Exercise instructions ▸
Each entry in this listing needs to be written out again, word for word.

***

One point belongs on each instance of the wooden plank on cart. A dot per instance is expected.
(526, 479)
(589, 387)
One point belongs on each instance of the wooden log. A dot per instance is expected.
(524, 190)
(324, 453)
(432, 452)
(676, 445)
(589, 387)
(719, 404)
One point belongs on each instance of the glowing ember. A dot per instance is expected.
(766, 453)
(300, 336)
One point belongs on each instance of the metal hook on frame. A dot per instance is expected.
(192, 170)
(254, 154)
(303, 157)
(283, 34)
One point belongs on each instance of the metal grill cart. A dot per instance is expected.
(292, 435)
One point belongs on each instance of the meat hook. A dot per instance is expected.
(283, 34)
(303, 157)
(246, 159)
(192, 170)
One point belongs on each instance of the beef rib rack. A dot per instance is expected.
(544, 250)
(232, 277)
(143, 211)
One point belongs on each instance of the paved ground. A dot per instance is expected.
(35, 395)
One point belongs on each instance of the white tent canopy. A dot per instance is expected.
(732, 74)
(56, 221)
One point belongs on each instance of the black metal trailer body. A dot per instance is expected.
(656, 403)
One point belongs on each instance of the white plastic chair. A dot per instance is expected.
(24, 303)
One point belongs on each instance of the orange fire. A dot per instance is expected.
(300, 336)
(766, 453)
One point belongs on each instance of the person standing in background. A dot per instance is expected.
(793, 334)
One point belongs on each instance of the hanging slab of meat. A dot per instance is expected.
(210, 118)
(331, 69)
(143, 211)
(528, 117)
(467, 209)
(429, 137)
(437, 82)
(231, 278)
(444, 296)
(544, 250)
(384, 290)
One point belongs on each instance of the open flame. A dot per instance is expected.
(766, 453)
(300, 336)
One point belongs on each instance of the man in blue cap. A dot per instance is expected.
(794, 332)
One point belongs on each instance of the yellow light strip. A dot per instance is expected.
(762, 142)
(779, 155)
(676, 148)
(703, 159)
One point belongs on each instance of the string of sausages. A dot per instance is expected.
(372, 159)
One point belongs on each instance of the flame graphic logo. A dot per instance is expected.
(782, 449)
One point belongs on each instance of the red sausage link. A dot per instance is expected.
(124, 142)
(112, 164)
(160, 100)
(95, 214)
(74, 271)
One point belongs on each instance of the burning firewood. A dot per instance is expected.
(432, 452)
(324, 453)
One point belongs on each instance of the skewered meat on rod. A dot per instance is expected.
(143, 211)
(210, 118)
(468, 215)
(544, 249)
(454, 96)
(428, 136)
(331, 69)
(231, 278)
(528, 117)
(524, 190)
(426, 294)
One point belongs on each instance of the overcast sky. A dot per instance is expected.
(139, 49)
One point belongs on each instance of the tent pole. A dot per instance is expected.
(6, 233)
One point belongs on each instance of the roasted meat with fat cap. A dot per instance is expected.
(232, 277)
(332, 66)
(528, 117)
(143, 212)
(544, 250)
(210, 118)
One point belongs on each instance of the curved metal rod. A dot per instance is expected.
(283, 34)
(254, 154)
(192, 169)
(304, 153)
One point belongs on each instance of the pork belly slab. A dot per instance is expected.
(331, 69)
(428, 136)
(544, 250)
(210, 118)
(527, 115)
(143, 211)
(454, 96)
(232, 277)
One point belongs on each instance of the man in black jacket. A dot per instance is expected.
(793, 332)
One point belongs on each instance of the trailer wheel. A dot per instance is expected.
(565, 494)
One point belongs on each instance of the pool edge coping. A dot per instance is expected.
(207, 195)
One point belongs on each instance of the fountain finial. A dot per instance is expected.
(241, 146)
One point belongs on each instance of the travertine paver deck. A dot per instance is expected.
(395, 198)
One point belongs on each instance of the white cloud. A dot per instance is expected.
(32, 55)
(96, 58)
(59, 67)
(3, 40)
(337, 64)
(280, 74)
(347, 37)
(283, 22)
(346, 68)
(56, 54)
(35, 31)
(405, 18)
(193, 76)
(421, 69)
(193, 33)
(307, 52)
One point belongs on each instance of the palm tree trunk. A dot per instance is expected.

***

Response ▸
One point belongs on each instance of the wooden plank on cart. A dot per instance is expected.
(526, 479)
(589, 387)
One point belongs on each instance of the wooden log. A dot per instance is expected.
(524, 190)
(324, 453)
(432, 452)
(676, 445)
(589, 387)
(719, 404)
One point belongs on each instance of the glowing ember. A dot per instance is expected.
(766, 453)
(300, 336)
One point belongs on each instance of the metal hook on frame. A dot per instance is expected.
(192, 170)
(254, 154)
(303, 157)
(283, 34)
One point belongs on each instance of the metal grill cart. A dot per instance is expected.
(292, 435)
One point belongs on each instance of the meat hook. A dot per instance is expected.
(283, 34)
(303, 157)
(246, 159)
(192, 170)
One point belongs on each instance of the beef rib rack. A dot per instance is expected.
(544, 250)
(232, 277)
(143, 211)
One point belongs on each instance of the paved ground. A dot per instance is expected.
(35, 395)
One point belongs on each instance of the white tent canopy. A dot per instance is expected.
(732, 74)
(56, 221)
One point belongs on each instance of the black metal trailer body. A dot per instance is expected.
(656, 403)
One point belongs on each instance of the white plastic chair. A dot per instance is expected.
(24, 303)
One point belongs on each instance of the orange fire. A dot per instance is expected.
(300, 336)
(766, 453)
One point belongs on each instance of the person standing in background. A dot per instance is expected.
(793, 334)
One point belongs on each instance of the hanging slab of meat. A dot per instance is expected.
(210, 118)
(331, 69)
(143, 211)
(528, 117)
(467, 209)
(429, 137)
(437, 82)
(231, 278)
(444, 296)
(544, 250)
(384, 290)
One point belongs on each instance of the open flame. A dot per instance is expected.
(766, 453)
(300, 336)
One point belongs on each instance of the man in blue cap. A dot per instance is expected.
(794, 332)
One point belongs on each instance of the yellow light strip. A dot per instance is expected.
(762, 142)
(779, 155)
(676, 148)
(703, 159)
One point belongs on each instance of the string of sausages. A dot per instance is expected.
(372, 159)
One point belongs on each instance of the flame graphic logo. A dot per instance is expected.
(782, 449)
One point belongs on each instance of the red sausage link. A dot per instance is expected.
(124, 142)
(112, 164)
(160, 100)
(95, 214)
(74, 271)
One point belongs on each instance of the burning firewood. A dot per instance is expected.
(432, 452)
(324, 453)
One point belongs on each instance of the skewered meat on rod. A dot per instance is expected.
(143, 211)
(210, 118)
(468, 215)
(544, 249)
(454, 96)
(428, 136)
(331, 69)
(231, 278)
(528, 117)
(524, 190)
(426, 294)
One point belongs on each instance of the overcast sky. A dot per instance is expected.
(139, 49)
One point belongs on each instance of the tent pole. A dot per instance is expected.
(6, 233)
One point belongs on each instance of the roasted meat with fat cap. A dot per instance is expected.
(232, 277)
(332, 66)
(528, 117)
(143, 212)
(544, 250)
(210, 118)
One point belongs on each instance of the curved metal rod. A dot per instance is expected.
(283, 34)
(254, 154)
(192, 169)
(304, 153)
One point belongs on each instance of the pork belly slab. A dot per instance is expected.
(331, 69)
(428, 136)
(544, 250)
(210, 118)
(527, 115)
(143, 211)
(454, 96)
(232, 277)
One point belongs on each instance of the man in black jacket. A dot per instance is expected.
(793, 332)
One point belongs on each instance of the trailer wheel. A dot per instance is expected.
(565, 494)
One point belongs on each instance of the pool edge coping. A dot per instance is expected.
(207, 195)
One point belongs on each instance of the fountain finial. A dot per instance is expected.
(241, 146)
One point belongs on each instance of the travertine paver deck. A dot per instance is expected.
(395, 198)
One point belongs on each instance of the white cloud. A dot per instance is expected.
(32, 55)
(96, 58)
(59, 67)
(3, 40)
(337, 64)
(280, 74)
(347, 37)
(283, 22)
(346, 68)
(56, 54)
(35, 31)
(405, 18)
(193, 76)
(421, 69)
(193, 33)
(307, 52)
One point belongs on each instance of the palm tree trunk. A dot per instance is expected.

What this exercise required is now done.